[Collected data]

----------------

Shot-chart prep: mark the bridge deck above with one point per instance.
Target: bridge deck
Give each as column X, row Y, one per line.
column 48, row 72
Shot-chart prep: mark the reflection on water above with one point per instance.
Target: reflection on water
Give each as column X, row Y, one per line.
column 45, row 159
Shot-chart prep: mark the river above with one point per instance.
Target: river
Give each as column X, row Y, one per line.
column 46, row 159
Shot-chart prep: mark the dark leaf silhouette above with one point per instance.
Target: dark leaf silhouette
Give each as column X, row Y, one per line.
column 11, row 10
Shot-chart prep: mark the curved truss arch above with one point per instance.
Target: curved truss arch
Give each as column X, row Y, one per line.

----------------

Short exercise: Put every line of the entries above into a numbered list, leaving out any blank lines.

Answer to this exercise:
1. Shot-chart prep: mark the bridge deck above with one point per instance.
2. Target: bridge deck
3. Give each as column X, row Y, one per line.
4. column 48, row 72
5. Shot-chart prep: mark the reflection on water above with one point per instance.
6. Target: reflection on water
7. Give each as column X, row Y, one per line.
8. column 45, row 159
9. Shot-chart prep: mark the river above with one point per instance.
10. Target: river
11. Give each as column X, row Y, one per line.
12. column 46, row 159
13. Shot-chart prep: mark the dark leaf silhouette above with one point per instance.
14. Target: dark leaf silhouette
15. Give each as column X, row Y, one per line.
16. column 11, row 10
17. Shot-chart prep: mark the curved truss arch above with one point per instance.
18. Target: curved truss arch
19. Give each as column X, row Y, one per line.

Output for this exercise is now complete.